(Page extract Opens)

The Absolut distillery

Net carbon neutral since 2013 – a fossil-free distillery by 2025

Our net-carbon neutral distillery is already one of the most energy efficient in the world – and it is closing in on another milestone by becoming fossil free.

Fredrik Åfeldt, Manager Technical Development at Absolut
Fredrik Åfeldt

“Hocus pocus and a little bit of magic”, is the tongue-in-cheek description of our distillery in Nöbbelöv by Fredrik Åfeldt, Manager Technical Development at Absolut. But there is no trickery here. We are immensely proud that our distillery has for some time been one of the most energy efficient distilleries in the world having been net-carbon neutral since 2013. We are now closing in on another milestone with our distillery on the cusp of becoming fossil free.

“Sustainability wasn’t a word we used back in the 1980s, but we were always looking at the energy and water savings,” says Fredrik, who has seen the progress first hand having joined Absolut straight from university in 1986. “We have designed our distillery’s technology to get the best out of the process and deliver the best quality product. We have chosen to run it on low pressure. It has been built like a giant piano, with different keys – we can run the distillery in different ways depending on demand to remain efficient.”

A new distillery was built in 2004 with seven 25-metre-high spirit columns – a mash column, a spirit column, an extraction column, two rectification columns, a methanol column and the recovery column. Since its installation, the energy consumption in all our facilities per litre of vodka has decreased radically by 40 per cent and the distillery is close to being fossil-free. 

Today, 80 per cent of the energy used at the distillery comes from green electricity, around seven per cent from green fuel (made in-house using waste spirits) and the remaining 13 per cent is generated using LPG. We are now phasing out the LPG that makes up the remainder of the fossil power with biogas by 2025. “We are 100 per cent on track,” Fredrik says. “Our backup distillery facility, which is used when demand is particularly high, will be fossil-free by 2025 too.”

We are immensely proud that our distillery has for some time been one of the most energy efficient distilleries in the world having been net-carbon neutral since 2013. We are now closing in on another milestone with our distillery on the cusp of becoming fossil free.

(Page extract Closes)
(Data for review Opens)

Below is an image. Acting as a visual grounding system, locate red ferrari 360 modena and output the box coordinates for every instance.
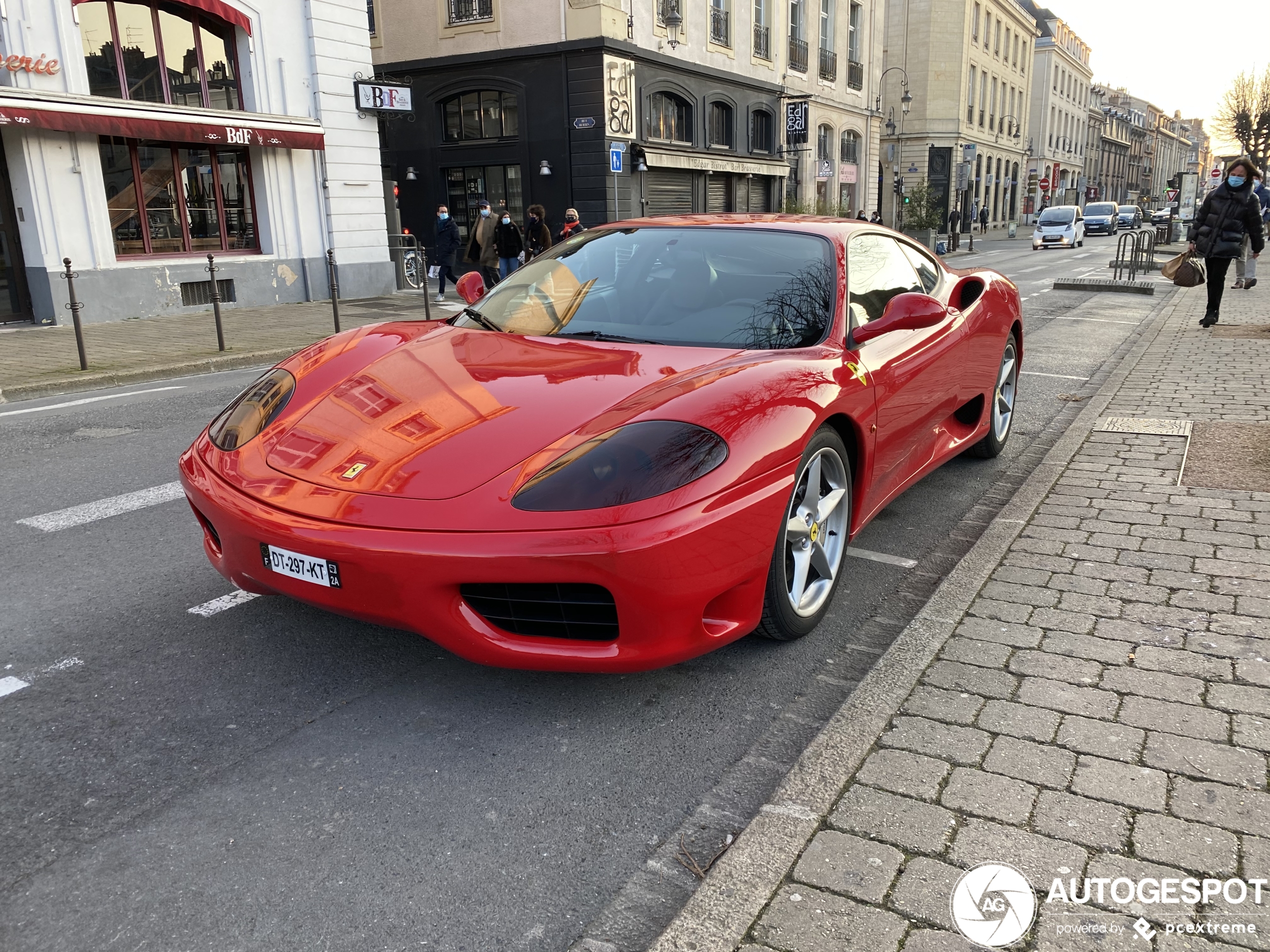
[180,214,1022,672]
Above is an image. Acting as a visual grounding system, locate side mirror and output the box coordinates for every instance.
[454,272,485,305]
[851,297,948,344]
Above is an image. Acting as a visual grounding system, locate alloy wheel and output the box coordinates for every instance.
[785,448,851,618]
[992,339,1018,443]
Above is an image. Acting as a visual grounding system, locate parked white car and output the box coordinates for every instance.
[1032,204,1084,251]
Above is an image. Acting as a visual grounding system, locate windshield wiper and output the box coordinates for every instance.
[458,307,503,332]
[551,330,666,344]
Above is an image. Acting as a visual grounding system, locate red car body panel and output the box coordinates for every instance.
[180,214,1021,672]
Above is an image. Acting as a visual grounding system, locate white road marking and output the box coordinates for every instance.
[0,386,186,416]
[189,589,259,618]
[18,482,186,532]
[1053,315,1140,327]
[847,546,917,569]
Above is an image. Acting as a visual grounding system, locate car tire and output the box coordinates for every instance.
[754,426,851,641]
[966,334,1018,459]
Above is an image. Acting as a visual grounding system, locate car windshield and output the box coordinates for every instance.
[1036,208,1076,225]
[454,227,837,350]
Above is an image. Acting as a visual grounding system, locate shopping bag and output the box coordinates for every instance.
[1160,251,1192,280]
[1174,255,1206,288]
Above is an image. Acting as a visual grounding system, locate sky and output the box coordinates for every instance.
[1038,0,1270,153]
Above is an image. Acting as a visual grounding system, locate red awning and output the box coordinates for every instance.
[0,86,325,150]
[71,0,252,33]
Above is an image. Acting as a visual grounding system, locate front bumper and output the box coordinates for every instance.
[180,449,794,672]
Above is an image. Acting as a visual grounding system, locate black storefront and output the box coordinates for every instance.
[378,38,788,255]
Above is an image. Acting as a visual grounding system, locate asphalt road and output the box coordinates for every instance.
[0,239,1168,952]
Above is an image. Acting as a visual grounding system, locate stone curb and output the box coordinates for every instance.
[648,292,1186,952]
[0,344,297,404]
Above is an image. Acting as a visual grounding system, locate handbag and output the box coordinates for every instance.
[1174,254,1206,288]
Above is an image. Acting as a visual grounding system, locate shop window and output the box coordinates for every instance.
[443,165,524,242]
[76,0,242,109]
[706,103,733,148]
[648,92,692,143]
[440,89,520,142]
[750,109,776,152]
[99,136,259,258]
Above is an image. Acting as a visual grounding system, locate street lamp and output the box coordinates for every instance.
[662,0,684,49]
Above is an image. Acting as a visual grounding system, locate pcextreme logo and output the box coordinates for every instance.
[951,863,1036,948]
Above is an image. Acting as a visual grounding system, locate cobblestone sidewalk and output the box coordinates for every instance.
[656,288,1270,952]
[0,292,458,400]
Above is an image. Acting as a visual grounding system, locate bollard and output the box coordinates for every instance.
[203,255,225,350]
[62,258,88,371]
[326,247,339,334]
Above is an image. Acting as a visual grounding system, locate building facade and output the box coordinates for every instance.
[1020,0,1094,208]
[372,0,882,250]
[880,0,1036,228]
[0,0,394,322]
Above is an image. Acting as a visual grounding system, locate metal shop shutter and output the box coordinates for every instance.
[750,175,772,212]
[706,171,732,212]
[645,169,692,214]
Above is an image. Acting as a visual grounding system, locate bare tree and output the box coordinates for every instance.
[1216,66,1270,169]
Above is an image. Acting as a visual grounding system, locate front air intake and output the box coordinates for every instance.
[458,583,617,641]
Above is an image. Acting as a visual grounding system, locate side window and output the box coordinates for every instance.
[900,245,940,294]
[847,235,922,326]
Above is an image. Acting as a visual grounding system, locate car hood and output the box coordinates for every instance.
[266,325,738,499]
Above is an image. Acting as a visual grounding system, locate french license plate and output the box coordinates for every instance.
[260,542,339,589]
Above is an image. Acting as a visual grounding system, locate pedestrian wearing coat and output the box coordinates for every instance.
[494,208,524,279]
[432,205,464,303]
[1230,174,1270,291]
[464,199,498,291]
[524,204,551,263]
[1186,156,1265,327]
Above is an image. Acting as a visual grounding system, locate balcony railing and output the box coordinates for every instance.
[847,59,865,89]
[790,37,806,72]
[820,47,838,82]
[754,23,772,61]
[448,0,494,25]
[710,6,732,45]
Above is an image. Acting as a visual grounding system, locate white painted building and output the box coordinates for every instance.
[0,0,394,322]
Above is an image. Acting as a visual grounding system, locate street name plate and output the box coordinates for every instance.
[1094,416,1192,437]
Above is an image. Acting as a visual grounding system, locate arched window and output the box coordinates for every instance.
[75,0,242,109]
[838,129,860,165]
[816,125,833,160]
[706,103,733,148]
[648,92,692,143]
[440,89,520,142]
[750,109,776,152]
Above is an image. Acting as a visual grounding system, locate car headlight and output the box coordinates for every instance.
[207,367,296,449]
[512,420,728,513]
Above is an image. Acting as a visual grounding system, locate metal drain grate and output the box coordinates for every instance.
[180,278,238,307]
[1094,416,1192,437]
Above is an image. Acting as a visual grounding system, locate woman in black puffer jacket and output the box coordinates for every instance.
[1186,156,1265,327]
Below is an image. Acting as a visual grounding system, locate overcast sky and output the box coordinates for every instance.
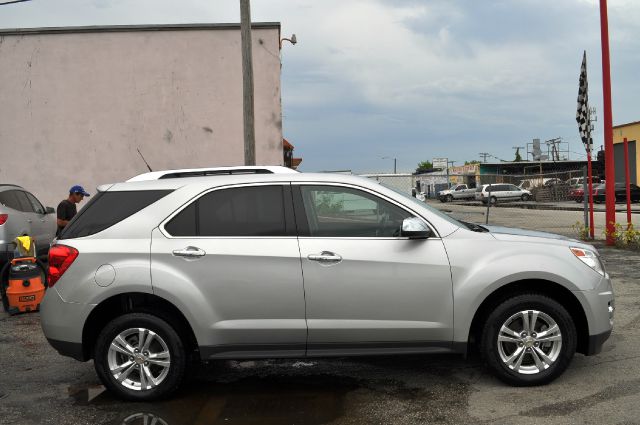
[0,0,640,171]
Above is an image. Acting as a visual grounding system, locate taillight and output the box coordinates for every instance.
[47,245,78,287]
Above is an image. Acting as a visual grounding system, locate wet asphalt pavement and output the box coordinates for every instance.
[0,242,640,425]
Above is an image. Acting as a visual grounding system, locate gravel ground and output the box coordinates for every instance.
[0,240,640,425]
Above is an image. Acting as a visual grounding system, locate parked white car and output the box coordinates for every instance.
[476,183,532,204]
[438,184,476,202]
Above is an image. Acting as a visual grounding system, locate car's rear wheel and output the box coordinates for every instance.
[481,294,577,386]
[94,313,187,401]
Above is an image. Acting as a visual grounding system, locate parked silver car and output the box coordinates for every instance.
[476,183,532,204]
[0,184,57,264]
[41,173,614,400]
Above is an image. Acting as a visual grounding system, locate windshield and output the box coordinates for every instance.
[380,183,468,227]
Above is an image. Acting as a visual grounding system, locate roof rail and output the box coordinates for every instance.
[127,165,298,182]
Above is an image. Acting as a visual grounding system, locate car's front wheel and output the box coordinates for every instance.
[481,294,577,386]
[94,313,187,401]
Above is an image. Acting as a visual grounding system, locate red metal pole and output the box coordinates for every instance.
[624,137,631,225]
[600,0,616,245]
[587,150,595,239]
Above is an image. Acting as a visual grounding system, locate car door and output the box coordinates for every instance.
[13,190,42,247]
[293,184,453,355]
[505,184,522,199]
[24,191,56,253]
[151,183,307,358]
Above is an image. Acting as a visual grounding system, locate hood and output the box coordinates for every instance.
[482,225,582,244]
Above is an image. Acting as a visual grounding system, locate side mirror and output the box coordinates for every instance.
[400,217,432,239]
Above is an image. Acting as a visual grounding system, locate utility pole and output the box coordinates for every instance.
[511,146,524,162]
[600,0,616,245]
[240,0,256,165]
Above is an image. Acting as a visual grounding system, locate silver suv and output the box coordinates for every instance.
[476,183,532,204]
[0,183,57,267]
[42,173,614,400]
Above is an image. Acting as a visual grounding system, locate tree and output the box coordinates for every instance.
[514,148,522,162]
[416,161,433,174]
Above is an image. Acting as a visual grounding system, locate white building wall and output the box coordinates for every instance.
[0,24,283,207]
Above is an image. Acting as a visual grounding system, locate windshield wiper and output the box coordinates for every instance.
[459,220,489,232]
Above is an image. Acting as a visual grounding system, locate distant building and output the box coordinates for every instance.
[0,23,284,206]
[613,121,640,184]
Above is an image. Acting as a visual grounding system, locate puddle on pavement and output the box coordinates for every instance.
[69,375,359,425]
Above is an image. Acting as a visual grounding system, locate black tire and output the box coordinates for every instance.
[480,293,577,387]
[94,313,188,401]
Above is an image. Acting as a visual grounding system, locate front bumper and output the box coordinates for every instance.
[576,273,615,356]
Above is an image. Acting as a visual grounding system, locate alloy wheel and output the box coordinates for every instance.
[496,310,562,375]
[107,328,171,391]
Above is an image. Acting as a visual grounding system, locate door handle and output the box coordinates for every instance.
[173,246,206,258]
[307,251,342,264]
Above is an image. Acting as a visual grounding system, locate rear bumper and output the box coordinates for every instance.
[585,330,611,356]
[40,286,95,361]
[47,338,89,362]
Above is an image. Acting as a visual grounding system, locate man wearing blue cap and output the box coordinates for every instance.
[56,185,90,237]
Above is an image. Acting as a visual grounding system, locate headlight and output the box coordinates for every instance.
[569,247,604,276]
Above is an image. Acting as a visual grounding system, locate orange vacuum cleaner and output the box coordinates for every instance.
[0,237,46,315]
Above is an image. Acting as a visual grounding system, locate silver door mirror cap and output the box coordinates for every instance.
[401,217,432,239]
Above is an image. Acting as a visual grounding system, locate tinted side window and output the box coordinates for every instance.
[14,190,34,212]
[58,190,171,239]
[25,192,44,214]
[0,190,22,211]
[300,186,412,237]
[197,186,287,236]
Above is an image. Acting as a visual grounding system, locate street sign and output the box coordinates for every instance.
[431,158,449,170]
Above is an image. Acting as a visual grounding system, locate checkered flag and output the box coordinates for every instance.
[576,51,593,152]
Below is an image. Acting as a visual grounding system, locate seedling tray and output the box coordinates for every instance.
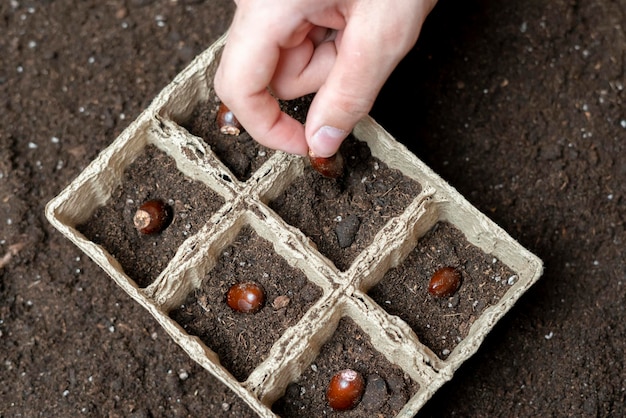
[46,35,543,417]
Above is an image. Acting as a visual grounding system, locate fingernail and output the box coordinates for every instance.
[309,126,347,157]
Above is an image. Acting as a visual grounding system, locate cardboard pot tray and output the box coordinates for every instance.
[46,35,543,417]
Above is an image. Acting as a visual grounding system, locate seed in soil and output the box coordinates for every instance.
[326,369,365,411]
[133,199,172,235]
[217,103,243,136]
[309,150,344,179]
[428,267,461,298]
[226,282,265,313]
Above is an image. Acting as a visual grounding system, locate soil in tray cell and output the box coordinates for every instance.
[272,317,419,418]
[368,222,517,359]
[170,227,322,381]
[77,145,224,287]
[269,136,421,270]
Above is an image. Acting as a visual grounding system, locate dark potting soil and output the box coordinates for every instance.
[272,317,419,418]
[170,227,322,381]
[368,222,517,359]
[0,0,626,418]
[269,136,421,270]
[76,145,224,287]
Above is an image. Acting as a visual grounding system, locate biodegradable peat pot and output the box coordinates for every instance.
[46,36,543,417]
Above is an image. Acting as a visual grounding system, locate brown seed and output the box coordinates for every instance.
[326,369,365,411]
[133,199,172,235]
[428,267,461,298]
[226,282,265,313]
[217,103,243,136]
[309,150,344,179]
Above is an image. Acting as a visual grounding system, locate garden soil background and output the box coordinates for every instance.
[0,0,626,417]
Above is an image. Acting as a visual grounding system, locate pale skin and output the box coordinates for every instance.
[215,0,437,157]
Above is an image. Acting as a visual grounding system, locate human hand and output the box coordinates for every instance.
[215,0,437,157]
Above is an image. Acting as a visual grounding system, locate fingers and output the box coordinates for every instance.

(Data for review Closes)

Exercise tasks:
• a. List the spirit columns that the Absolut distillery page says were installed in the distillery built in 2004.
• b. Return the passage of the Absolut distillery page from "Net carbon neutral" up to and including "by becoming fossil free.", copied word for word.
None of the tasks use the lines above.

Solutions to each task:
• a.
- mash column
- spirit column
- extraction column
- two rectification columns
- methanol column
- recovery column

• b.
Net carbon neutral since 2013 – a fossil-free distillery by 2025

Our net-carbon neutral distillery is already one of the most energy efficient in the world – and it is closing in on another milestone by becoming fossil free.